**What the task requires**
When you reach the line with "Target: door window" in the data below, begin printing lines exactly, and stop once the line with "Target: white car in background" has been printed.

**Dataset records**
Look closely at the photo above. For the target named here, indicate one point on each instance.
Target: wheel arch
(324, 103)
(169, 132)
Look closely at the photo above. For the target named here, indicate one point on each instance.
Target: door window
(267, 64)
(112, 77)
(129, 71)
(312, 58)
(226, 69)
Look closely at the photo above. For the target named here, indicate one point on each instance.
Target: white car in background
...
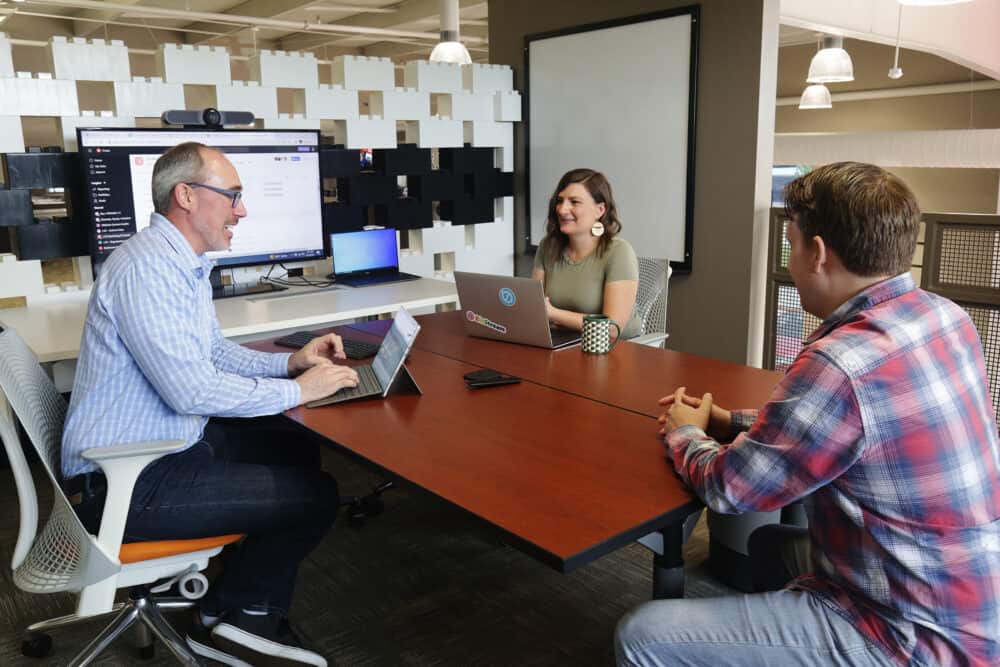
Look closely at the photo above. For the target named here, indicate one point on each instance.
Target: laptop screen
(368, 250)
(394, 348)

**Exercise result**
Target: door window
(267, 64)
(112, 77)
(129, 71)
(312, 58)
(226, 69)
Look closely at the photo above. For the target named here, indicate one point on each instance.
Target: white car in background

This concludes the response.